What needs to be done: Check every line of the entries for "target", and copy the lines that hold it.

Provided records:
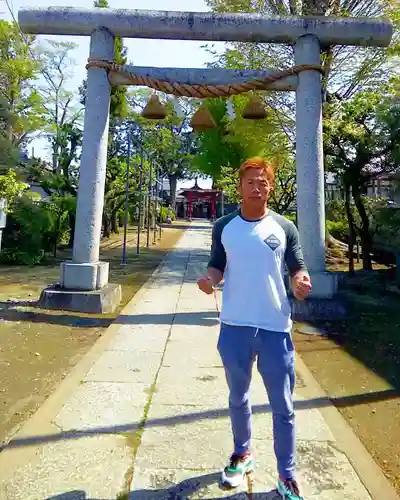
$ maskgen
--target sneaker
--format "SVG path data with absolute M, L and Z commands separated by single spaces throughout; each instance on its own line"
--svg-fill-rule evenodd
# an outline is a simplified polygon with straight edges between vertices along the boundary
M 229 465 L 222 471 L 221 482 L 225 488 L 238 488 L 245 477 L 254 469 L 254 458 L 251 453 L 231 456 Z
M 300 495 L 299 485 L 296 479 L 279 478 L 278 493 L 280 493 L 282 500 L 304 500 Z

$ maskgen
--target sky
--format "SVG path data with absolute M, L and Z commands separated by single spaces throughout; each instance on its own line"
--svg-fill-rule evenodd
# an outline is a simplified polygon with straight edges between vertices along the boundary
M 83 7 L 93 6 L 93 0 L 8 0 L 9 5 L 17 18 L 21 7 Z M 127 5 L 126 0 L 109 0 L 111 8 L 148 9 L 148 10 L 173 10 L 204 12 L 209 10 L 203 0 L 133 0 Z M 0 12 L 3 19 L 11 20 L 4 2 L 0 3 Z M 72 58 L 76 62 L 75 72 L 69 82 L 70 89 L 78 89 L 86 76 L 85 65 L 89 55 L 89 37 L 44 36 L 44 39 L 56 41 L 69 41 L 77 44 Z M 202 48 L 204 42 L 180 40 L 140 40 L 124 39 L 128 48 L 128 60 L 137 66 L 158 66 L 177 68 L 201 68 L 210 61 L 211 56 Z M 216 50 L 223 49 L 223 43 L 213 44 Z M 34 141 L 31 147 L 35 148 L 35 155 L 48 157 L 46 143 L 43 140 Z M 182 183 L 183 187 L 192 185 L 193 181 Z M 209 180 L 199 179 L 201 187 L 209 187 Z

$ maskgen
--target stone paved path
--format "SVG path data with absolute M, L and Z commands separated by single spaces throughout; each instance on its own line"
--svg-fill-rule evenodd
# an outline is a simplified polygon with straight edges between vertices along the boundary
M 120 498 L 248 498 L 245 487 L 218 487 L 232 447 L 227 392 L 216 351 L 217 304 L 196 286 L 210 234 L 209 225 L 193 223 L 94 362 L 81 375 L 77 368 L 75 385 L 67 381 L 0 454 L 1 500 L 113 500 L 127 489 Z M 369 500 L 308 394 L 300 372 L 298 461 L 306 498 Z M 252 402 L 253 499 L 277 500 L 271 414 L 256 372 Z

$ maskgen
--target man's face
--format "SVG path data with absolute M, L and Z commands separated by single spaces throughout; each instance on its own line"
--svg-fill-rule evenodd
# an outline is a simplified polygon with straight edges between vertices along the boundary
M 262 168 L 248 168 L 239 185 L 243 202 L 254 206 L 265 205 L 271 189 Z

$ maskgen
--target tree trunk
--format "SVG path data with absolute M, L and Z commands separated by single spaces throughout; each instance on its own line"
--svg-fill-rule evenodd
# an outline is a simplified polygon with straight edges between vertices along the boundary
M 71 229 L 71 232 L 70 232 L 70 235 L 69 235 L 68 248 L 73 248 L 73 246 L 74 246 L 74 237 L 75 237 L 75 213 L 74 212 L 69 212 L 68 219 L 69 219 L 69 227 Z
M 176 210 L 176 187 L 178 184 L 178 176 L 176 174 L 169 175 L 169 188 L 171 191 L 171 207 L 172 210 L 175 212 Z
M 350 184 L 345 183 L 344 185 L 345 191 L 345 208 L 347 214 L 347 222 L 349 225 L 349 241 L 348 241 L 348 256 L 349 256 L 349 273 L 354 274 L 354 245 L 356 243 L 356 235 L 354 230 L 354 219 L 353 214 L 351 213 L 351 205 L 350 205 Z
M 111 214 L 111 231 L 113 233 L 119 234 L 119 227 L 118 227 L 118 211 L 113 210 Z
M 367 211 L 365 210 L 364 201 L 361 197 L 360 190 L 358 188 L 353 189 L 354 203 L 357 208 L 357 212 L 361 219 L 361 248 L 362 248 L 362 259 L 363 259 L 363 269 L 365 271 L 372 271 L 372 238 L 369 227 L 369 217 Z
M 107 214 L 103 212 L 103 237 L 110 237 L 110 221 L 108 220 Z

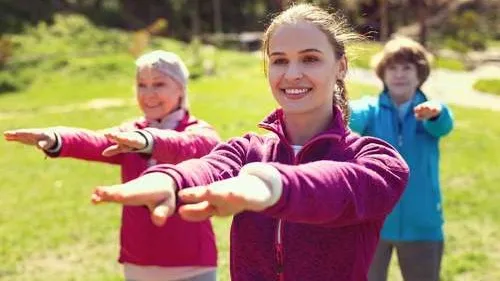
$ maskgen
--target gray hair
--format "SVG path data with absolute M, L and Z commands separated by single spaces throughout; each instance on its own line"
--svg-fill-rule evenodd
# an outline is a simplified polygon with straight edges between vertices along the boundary
M 174 81 L 179 83 L 183 90 L 180 107 L 188 109 L 189 103 L 186 86 L 189 80 L 189 70 L 178 55 L 172 52 L 156 50 L 140 56 L 135 61 L 135 65 L 137 67 L 137 71 L 144 67 L 151 67 L 165 75 L 168 75 Z

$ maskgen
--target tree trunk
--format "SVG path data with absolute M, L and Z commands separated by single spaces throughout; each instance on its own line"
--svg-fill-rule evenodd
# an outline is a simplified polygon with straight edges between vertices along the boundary
M 418 33 L 418 41 L 423 46 L 427 45 L 427 25 L 425 21 L 427 19 L 427 7 L 424 1 L 417 2 L 417 15 L 418 15 L 418 24 L 420 26 Z
M 379 0 L 380 9 L 380 41 L 389 39 L 389 13 L 387 0 Z

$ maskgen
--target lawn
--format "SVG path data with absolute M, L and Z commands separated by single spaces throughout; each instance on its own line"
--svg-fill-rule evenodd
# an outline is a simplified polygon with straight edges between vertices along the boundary
M 473 87 L 480 92 L 500 96 L 500 79 L 479 79 Z
M 153 46 L 190 58 L 179 42 L 155 40 Z M 67 53 L 78 54 L 78 49 Z M 275 107 L 259 58 L 221 50 L 210 54 L 216 75 L 190 84 L 192 111 L 224 139 L 256 130 L 255 124 Z M 65 64 L 47 61 L 32 71 L 32 84 L 0 94 L 0 131 L 53 125 L 101 129 L 139 114 L 132 99 L 133 59 L 125 47 L 73 55 Z M 376 91 L 348 87 L 353 97 Z M 101 109 L 81 106 L 94 99 L 124 103 Z M 443 281 L 500 280 L 500 123 L 489 122 L 487 130 L 479 130 L 486 120 L 500 119 L 500 112 L 453 110 L 455 130 L 441 143 L 447 218 Z M 96 185 L 118 182 L 117 167 L 45 159 L 33 148 L 3 140 L 0 150 L 0 281 L 121 280 L 115 261 L 120 208 L 95 207 L 89 200 Z M 214 219 L 221 281 L 229 280 L 229 224 L 230 219 Z M 394 268 L 391 275 L 391 280 L 401 280 Z

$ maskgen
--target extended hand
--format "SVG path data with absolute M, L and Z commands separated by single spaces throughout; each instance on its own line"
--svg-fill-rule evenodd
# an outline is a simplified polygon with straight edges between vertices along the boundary
M 137 132 L 113 132 L 104 134 L 110 141 L 116 143 L 103 152 L 103 156 L 111 157 L 120 153 L 127 153 L 146 146 L 146 139 Z
M 435 101 L 426 101 L 421 103 L 413 111 L 415 112 L 415 118 L 418 120 L 427 120 L 439 116 L 441 114 L 443 106 Z
M 178 195 L 186 203 L 179 208 L 179 214 L 188 221 L 231 216 L 244 210 L 262 211 L 274 203 L 272 189 L 257 176 L 245 174 L 207 186 L 186 188 Z
M 92 203 L 145 205 L 151 210 L 153 223 L 161 226 L 175 211 L 176 189 L 170 176 L 150 173 L 124 184 L 97 187 L 92 193 Z
M 34 145 L 47 150 L 56 143 L 56 136 L 49 129 L 19 129 L 3 132 L 7 141 L 16 141 L 27 145 Z

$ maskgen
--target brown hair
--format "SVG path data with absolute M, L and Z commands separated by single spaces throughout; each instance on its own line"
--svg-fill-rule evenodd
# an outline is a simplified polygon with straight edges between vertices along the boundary
M 359 41 L 362 37 L 351 31 L 344 17 L 331 14 L 326 10 L 311 4 L 297 4 L 278 14 L 268 26 L 262 38 L 262 53 L 264 57 L 264 72 L 267 70 L 269 56 L 269 39 L 276 29 L 285 24 L 309 22 L 321 30 L 332 44 L 337 59 L 346 55 L 345 45 L 351 41 Z M 267 73 L 266 73 L 267 75 Z M 336 82 L 338 90 L 334 94 L 334 104 L 340 106 L 344 123 L 349 122 L 348 94 L 343 79 Z
M 432 55 L 420 43 L 406 38 L 397 37 L 384 46 L 384 49 L 372 58 L 372 66 L 378 78 L 384 81 L 387 66 L 394 63 L 412 63 L 417 67 L 418 87 L 429 77 Z

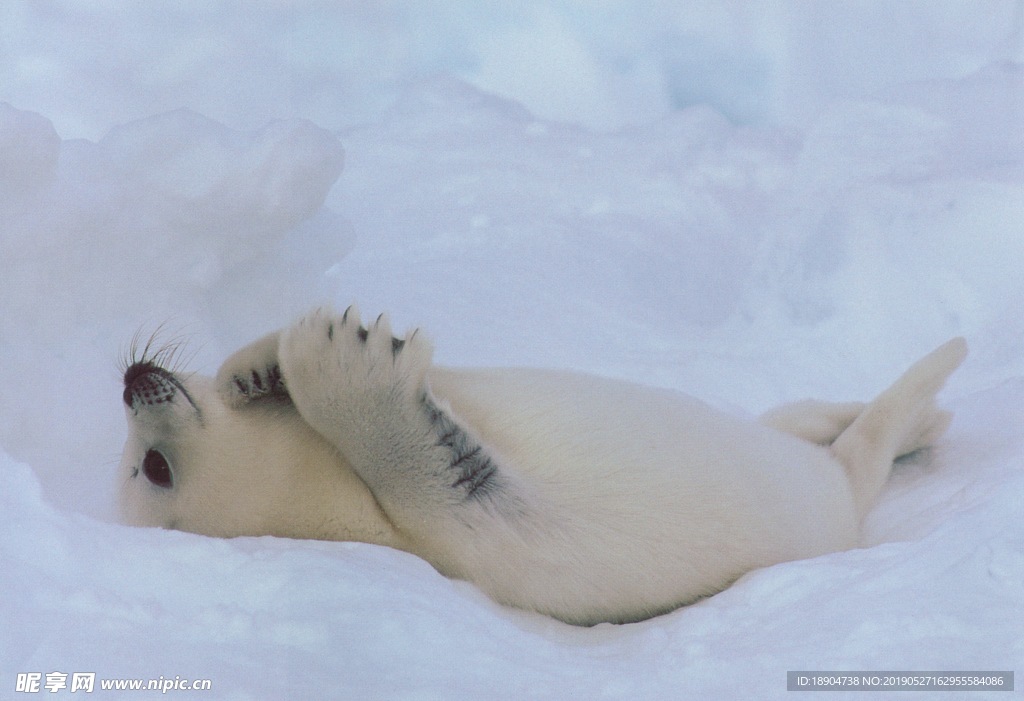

Task response:
--target sneaker
--target sky
--target stone paved path
--target man's face
--target tree trunk
--target gray hair
--target tree trunk
--target lawn
--target extended hand
--target brown hair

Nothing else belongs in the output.